__DESCRIPTION OF THE TASK__. Reproduce all records exactly.

__RECORDS FOR PROCESSING__.
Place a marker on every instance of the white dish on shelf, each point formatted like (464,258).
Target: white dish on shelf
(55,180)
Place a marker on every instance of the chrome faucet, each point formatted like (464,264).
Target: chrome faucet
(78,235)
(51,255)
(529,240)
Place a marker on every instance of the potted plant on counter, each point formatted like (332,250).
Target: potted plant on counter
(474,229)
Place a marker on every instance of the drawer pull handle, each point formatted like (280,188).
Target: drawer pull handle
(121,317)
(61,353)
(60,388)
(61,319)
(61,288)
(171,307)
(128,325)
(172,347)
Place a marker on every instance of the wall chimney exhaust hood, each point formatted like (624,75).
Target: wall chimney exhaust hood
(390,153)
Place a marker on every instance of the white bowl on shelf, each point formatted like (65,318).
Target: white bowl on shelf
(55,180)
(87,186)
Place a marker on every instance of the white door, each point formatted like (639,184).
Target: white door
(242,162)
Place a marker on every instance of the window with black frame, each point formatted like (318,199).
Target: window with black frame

__OUTPUT FOR THIS TASK__.
Place a marker on every instance of the white dish on shelf, each point formatted like (464,258).
Target: white dish on shelf
(55,180)
Place a marker on every instance of the chrome faucet, each point formatted like (464,264).
Target: chrome faucet
(78,235)
(51,255)
(529,240)
Place a marker on every instance of the potted plant on counter, each point formatted like (332,250).
Target: potted plant on counter
(474,229)
Place a marker on every instance of the drawer pull handle, each point formatted like (280,188).
Target: drawer pull handle
(121,317)
(61,353)
(60,388)
(61,319)
(61,288)
(171,307)
(128,325)
(172,347)
Place a marker on every instance of the wall chimney exhaust hood, each point formatted like (624,75).
Target: wall chimney exhaust hood
(390,153)
Place a marker on every instance of the white bowl on shelf, each point formatted like (65,318).
Target: white bowl on shelf
(55,180)
(87,186)
Place a marker on every instance of the white door, each point formatted like (639,184).
Target: white door
(242,162)
Place a marker on every instance of the window with black frame, each point formatted like (318,199).
Target: window with black frame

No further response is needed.